*** PAGE EXCERPT ***

Whole-mount in situ hybridization

Whole mount in situ hybridizations were carried out essentially as described (Riddle et al.,1993). Probes used were Shh(Riddle et al., 1993), Fgf8 (Vogel et al.,1996), MyoD, Pax3(Pourquie et al., 1996), Hoxb8, Hoxb9, Hoxc5, Hoxd12 (Burke et al., 1995), Wnt26(Kawakami et al., 2001), Tbx5, Tbx2, Tbx3 (Logan et al.,1998), dHand (also known as Hand2)(Fernandez-Teran et al.,2000), Gli3(Schweitzer et al., 2000) and Bmp2 (Schlange et al.,2002). The Tbx15 probe was produced from a cDNA isolated from a limb cDNA library (M.P.O.L., unpublished).

Whole-mount immunohistochemistry

Whole-mount immunohistochemistry was performed as previously described(Kardon, 1998). Axons were stained using the 3A10 monoclonal antibody (hybridoma supernatant diluted 1/100 from DSHB, Iowa, USA) and detected with a peroxidase-conjugated anti-mouse secondary (Jackson ImmunoResearch) diluted 1/250.

Cell lines, transfections and luciferase assays

Luciferase assays were performed using COS1 cells. Transfections were performed using Superfect transfection reagent (Qiagen) following the manufacturer's protocol. For expression studies, full-length, Engrailed and VP16 fusion forms were cloned into pcDNA3.1(–) (Invitrogen). The reporter pGL3-promoter vector (Promega) containing a single Brachyurybinding site (Kispert et al.,1995) together with a basal SV40 promoter upstream of the Firefly Luciferase gene. Luciferase assays were carried out using the appropriate Reporter Assay System (Promega) according to the manufacturer's protocol. Normalization of the results was carried out usingβ-Galactosidase Reporter Assay (Promega) according to the manufacturer's protocol. As an internal control the reporter plasmid was co-transfected with the β-galactosidase reporter only. All experiments were performed in triplicate. Error bars represent the standard deviation over three experiments.

DiI injection

DiI crystals (Sigma) were diluted in 100% ethanol (5 mg/ml). A 10% working solution was prepared in 30% sucrose/PBS solution. Misexpression of retrovirus was performed at HH stage 8-10. Twenty-four hours after retrovirus infection(stage 14) DiI solution was injected into the embryos at several levels in the limb-forming region of the LPM and in the adjacent somites, to serve as axial reference. Equivalent DiI injections were performed in the injected and control side of the embryo.

*** End of PAGE EXCERPT ***

TASKS AND EXERCISES:
1. In the methods excerpt, rewrite the paragraph beginning "DiI crystals (Sigma) were diluted" as a short list that keeps its main facts.
2. Reproduce everything in the methods excerpt from "Whole-mount in situ" down to "library (M.P.O.L., unpublished).", switching "cDNA" to "complementary DNA".

*** RECORDS ***

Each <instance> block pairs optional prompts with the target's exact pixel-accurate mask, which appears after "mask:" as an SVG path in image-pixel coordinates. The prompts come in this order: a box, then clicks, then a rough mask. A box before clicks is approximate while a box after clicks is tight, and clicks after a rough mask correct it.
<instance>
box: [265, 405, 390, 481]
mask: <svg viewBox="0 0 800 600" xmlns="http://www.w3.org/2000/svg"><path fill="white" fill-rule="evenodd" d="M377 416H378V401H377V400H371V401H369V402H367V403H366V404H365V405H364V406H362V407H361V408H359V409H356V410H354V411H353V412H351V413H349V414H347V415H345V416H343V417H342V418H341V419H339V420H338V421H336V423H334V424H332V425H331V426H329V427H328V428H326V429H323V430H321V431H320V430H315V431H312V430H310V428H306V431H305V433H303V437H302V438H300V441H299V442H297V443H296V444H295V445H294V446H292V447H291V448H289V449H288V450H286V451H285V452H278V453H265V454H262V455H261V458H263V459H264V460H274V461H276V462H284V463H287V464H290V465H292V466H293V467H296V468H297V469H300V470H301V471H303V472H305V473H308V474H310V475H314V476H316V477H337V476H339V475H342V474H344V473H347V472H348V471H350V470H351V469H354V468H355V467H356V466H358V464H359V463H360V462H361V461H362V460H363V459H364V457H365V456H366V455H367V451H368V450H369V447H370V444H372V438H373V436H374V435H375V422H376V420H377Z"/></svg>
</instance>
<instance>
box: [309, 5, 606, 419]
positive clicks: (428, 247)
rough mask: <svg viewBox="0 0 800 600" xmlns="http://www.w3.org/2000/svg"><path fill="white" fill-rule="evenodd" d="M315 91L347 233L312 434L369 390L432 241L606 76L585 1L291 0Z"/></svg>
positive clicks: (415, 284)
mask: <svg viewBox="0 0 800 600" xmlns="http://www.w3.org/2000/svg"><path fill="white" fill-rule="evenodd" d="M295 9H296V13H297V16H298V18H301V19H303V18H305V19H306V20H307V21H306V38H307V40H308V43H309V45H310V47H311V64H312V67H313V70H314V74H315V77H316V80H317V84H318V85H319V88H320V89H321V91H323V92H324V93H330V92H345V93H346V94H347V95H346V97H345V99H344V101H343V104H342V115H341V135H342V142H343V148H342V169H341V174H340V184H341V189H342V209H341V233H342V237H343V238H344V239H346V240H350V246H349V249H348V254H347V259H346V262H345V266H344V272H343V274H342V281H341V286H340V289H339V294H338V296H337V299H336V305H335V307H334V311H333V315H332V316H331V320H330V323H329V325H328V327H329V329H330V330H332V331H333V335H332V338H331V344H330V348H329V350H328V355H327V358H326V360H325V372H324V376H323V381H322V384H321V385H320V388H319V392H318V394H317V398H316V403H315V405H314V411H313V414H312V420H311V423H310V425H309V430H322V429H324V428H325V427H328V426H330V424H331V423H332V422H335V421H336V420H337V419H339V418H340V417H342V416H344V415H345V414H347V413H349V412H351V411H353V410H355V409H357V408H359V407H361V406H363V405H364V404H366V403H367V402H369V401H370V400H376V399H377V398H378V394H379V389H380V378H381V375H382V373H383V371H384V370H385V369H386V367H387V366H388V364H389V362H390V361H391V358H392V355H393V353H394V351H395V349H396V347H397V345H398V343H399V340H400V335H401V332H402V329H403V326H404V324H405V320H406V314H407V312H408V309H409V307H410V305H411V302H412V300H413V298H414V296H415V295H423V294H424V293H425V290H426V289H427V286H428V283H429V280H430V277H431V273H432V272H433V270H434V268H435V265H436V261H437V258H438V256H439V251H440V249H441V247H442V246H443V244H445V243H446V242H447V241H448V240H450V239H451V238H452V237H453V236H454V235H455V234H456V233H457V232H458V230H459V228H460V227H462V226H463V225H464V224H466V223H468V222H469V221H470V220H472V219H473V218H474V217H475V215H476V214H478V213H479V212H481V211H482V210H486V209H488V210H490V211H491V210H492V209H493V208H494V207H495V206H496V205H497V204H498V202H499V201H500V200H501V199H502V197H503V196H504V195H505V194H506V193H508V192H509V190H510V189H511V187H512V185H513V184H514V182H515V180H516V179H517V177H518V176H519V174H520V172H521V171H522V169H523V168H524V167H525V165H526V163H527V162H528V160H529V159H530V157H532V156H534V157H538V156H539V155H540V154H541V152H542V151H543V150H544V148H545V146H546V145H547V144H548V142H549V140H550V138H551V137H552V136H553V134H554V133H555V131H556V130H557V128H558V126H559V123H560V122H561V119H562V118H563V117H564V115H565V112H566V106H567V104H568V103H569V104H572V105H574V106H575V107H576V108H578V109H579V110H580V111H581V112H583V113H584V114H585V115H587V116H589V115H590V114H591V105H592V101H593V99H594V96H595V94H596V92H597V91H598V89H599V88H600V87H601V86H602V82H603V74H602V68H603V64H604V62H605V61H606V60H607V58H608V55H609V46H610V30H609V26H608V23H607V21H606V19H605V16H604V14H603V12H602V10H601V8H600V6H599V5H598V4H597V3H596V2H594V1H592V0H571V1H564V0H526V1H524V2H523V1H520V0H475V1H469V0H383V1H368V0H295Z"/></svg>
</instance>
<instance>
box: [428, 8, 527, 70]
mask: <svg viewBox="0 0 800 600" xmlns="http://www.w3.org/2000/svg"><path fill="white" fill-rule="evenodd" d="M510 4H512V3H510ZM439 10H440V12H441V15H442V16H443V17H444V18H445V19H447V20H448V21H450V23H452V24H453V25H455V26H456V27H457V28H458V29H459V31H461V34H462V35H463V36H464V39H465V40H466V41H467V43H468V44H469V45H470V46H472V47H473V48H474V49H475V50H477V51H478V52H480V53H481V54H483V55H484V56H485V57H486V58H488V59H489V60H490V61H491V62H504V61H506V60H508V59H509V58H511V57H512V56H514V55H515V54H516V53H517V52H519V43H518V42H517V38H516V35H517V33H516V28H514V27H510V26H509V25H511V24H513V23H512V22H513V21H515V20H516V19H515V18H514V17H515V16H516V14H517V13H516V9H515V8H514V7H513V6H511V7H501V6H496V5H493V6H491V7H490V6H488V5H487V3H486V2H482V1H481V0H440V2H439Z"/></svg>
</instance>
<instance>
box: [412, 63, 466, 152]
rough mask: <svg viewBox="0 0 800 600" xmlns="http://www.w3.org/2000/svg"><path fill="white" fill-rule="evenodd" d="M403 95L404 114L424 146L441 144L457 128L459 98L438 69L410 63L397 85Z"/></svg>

*** End of RECORDS ***

ANSWERS FOR EACH ITEM:
1.
- DiI crystals (Sigma) were diluted in 100% ethanol at 5 mg/ml.
- A 10% working solution was made in 30% sucrose/PBS.
- Retrovirus misexpression was done at HH stage 8-10.
- Twenty-four hours after infection (stage 14), DiI was injected at several levels in the limb-forming region of the LPM and in the adjacent somites, which served as axial reference.
- Equivalent DiI injections were made on the injected and control sides of the embryo.

2.
Whole-mount in situ hybridization

Whole mount in situ hybridizations were carried out essentially as described (Riddle et al.,1993). Probes used were Shh(Riddle et al., 1993), Fgf8 (Vogel et al.,1996), MyoD, Pax3(Pourquie et al., 1996), Hoxb8, Hoxb9, Hoxc5, Hoxd12 (Burke et al., 1995), Wnt26(Kawakami et al., 2001), Tbx5, Tbx2, Tbx3 (Logan et al.,1998), dHand (also known as Hand2)(Fernandez-Teran et al.,2000), Gli3(Schweitzer et al., 2000) and Bmp2 (Schlange et al.,2002). The Tbx15 probe was produced from a complementary DNA isolated from a limb complementary DNA library (M.P.O.L., unpublished).